== Exercise materials
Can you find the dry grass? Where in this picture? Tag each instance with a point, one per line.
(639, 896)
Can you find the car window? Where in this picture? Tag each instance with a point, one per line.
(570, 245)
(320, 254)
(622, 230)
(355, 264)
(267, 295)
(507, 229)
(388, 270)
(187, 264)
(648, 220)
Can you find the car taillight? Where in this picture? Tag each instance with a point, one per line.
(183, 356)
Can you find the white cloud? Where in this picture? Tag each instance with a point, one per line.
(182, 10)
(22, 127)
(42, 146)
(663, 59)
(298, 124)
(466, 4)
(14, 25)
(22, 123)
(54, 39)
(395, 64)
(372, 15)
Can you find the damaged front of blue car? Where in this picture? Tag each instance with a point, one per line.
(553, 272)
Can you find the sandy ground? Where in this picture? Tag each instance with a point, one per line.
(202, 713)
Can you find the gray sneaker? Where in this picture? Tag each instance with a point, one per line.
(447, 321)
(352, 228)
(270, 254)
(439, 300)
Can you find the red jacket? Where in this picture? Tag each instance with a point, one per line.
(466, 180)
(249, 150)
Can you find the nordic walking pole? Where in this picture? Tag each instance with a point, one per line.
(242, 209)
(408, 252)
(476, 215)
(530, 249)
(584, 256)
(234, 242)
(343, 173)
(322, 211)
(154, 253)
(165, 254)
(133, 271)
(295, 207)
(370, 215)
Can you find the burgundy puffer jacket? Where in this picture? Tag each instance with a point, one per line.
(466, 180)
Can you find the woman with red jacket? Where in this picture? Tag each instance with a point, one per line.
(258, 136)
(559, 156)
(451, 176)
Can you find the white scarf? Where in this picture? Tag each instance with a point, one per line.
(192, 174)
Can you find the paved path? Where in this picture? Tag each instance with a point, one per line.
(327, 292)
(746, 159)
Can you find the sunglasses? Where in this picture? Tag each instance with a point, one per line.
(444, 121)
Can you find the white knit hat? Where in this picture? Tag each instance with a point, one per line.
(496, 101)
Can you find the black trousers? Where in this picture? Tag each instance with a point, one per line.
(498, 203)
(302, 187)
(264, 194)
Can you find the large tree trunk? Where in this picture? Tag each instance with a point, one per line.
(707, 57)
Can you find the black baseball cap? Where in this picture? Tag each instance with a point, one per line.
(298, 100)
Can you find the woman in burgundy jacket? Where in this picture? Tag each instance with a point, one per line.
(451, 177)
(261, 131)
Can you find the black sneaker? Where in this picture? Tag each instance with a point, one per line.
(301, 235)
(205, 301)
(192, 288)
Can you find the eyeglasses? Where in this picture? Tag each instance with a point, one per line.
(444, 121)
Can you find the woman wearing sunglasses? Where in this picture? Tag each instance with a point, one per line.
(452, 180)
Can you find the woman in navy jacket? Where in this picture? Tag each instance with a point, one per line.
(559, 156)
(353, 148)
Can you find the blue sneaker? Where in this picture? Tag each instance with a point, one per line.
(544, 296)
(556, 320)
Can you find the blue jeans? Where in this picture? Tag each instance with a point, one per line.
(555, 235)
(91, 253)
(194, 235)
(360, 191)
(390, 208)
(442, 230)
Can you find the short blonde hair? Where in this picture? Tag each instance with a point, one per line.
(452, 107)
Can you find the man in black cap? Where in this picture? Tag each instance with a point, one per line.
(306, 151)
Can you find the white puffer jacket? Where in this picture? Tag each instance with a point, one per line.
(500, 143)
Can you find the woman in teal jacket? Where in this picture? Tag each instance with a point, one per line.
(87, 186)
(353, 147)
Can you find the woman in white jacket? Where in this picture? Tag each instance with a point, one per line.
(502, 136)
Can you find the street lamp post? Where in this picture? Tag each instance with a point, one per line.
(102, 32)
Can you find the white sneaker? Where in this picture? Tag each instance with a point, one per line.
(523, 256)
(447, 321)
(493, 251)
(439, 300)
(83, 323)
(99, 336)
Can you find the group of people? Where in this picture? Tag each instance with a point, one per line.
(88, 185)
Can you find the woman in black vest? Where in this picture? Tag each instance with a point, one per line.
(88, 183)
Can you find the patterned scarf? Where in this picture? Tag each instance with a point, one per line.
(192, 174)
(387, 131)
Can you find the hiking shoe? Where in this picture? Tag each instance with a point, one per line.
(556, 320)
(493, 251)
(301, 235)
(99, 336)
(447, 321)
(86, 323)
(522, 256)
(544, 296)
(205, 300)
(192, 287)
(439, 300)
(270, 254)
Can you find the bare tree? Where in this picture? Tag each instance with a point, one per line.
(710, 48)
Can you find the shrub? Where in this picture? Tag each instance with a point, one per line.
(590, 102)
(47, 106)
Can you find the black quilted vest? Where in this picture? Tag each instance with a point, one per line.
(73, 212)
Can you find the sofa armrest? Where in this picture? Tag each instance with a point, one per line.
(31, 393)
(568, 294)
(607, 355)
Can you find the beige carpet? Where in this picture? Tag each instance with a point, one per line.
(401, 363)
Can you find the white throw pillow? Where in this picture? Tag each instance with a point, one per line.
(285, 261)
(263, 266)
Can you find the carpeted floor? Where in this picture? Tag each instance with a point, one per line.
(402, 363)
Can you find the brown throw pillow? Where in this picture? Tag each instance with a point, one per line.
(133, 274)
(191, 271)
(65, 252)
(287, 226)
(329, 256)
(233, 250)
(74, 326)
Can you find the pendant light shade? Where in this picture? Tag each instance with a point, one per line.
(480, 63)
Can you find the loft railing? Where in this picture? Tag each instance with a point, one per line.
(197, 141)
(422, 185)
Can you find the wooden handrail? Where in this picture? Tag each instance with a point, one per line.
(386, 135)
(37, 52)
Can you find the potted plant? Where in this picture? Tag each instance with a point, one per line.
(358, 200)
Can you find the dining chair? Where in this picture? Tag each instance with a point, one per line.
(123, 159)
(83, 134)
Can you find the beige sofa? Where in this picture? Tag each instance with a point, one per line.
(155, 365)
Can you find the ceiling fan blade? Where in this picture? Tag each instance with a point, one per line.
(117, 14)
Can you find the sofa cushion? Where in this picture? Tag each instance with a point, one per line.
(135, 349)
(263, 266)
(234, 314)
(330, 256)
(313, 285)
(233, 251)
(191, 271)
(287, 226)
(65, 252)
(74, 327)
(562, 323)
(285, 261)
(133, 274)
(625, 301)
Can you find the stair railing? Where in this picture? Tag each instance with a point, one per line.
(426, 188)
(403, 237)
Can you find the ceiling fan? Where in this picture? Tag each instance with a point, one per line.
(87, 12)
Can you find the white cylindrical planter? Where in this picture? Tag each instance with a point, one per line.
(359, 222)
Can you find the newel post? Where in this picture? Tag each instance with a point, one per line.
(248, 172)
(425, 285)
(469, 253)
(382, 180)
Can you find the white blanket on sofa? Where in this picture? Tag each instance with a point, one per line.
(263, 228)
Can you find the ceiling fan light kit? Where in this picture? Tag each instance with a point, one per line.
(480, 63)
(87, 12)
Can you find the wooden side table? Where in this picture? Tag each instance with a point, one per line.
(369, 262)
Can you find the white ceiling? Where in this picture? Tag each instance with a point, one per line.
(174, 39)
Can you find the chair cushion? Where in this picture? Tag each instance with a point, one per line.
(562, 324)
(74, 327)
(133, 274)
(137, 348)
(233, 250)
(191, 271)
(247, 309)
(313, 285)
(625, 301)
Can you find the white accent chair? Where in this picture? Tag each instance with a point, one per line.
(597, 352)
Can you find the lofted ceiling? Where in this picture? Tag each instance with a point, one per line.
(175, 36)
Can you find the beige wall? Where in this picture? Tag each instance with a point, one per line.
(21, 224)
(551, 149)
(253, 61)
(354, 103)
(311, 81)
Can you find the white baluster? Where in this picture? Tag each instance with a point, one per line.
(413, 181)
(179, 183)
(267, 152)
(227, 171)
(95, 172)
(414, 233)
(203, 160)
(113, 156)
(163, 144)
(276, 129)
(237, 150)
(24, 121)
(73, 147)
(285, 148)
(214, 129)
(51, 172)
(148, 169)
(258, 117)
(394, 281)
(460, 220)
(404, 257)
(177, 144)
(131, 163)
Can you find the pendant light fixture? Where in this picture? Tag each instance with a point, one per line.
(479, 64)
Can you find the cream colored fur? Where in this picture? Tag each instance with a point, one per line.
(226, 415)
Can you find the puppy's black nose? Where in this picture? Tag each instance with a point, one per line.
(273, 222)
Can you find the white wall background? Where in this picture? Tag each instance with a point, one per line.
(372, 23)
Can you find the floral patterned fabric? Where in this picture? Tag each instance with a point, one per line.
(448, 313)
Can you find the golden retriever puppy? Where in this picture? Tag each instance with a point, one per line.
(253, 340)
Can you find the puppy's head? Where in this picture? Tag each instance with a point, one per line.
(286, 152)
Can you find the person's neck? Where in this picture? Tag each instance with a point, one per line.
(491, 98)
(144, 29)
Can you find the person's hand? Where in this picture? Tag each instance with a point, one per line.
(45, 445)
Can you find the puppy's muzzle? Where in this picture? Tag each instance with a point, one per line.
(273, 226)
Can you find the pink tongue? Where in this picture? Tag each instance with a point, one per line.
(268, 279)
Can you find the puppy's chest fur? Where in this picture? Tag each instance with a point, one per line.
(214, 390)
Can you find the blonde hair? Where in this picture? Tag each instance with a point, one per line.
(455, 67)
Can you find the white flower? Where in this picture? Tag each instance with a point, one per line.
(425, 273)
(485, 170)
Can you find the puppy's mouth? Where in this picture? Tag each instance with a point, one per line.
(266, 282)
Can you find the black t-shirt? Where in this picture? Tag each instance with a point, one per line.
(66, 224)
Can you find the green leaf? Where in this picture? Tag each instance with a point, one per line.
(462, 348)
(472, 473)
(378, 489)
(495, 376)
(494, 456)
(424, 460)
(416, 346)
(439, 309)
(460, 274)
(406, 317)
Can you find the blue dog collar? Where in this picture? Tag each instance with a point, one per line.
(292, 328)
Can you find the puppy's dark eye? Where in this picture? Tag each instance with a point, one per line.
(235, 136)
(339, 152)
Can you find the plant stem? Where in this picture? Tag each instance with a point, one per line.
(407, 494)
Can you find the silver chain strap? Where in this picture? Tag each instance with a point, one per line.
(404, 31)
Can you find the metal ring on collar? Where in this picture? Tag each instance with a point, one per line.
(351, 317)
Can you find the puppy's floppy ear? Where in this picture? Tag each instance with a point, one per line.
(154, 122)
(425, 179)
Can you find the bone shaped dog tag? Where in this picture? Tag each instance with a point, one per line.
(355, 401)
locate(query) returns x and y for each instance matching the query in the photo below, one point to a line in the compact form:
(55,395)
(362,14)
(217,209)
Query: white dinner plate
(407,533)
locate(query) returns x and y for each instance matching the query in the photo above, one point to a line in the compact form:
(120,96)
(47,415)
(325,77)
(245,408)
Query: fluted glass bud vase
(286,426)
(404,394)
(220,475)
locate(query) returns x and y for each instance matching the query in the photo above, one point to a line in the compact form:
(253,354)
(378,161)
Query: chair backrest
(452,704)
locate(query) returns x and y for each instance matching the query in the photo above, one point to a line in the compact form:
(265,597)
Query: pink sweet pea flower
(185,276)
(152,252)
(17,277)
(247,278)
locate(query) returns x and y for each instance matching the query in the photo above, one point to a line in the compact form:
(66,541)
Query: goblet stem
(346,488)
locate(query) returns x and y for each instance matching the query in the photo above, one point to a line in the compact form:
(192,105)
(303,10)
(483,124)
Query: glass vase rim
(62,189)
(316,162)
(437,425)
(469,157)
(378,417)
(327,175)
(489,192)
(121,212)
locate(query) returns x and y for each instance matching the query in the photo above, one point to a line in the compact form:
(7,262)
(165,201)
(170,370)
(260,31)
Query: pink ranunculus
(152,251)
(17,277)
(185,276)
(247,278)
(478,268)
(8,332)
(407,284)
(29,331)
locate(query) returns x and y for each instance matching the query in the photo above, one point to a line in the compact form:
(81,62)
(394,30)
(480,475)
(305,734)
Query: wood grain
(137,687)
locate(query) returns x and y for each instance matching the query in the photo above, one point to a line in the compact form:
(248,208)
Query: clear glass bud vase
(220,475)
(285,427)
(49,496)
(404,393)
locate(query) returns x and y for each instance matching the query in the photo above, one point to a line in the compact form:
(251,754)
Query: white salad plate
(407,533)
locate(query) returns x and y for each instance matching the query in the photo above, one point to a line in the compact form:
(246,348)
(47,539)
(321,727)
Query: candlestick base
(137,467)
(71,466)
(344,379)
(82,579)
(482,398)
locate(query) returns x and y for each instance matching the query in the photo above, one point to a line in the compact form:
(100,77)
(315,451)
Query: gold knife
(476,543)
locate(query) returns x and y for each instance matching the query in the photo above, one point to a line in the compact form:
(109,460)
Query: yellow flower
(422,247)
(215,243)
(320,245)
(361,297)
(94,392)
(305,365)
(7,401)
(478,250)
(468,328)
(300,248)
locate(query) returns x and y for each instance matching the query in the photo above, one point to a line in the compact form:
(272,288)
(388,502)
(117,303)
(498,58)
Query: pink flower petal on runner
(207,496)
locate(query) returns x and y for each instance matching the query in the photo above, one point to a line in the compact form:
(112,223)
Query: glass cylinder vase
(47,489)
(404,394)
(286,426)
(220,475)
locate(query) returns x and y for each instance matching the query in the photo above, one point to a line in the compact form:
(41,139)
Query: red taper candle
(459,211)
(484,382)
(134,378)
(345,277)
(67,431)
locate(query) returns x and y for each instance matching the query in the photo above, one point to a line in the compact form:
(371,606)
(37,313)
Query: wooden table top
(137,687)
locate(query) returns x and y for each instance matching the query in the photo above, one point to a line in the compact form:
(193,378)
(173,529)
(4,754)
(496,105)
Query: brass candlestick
====
__Instruction__. Locate each line in the items above that contains the word "scarf", and copy all of those lines.

__The response__.
Can you find the white scarf? Where in this picture? Tag each instance with a point, one per line.
Can you find the patterned scarf? Where in this picture? Tag each instance with a point, one per line.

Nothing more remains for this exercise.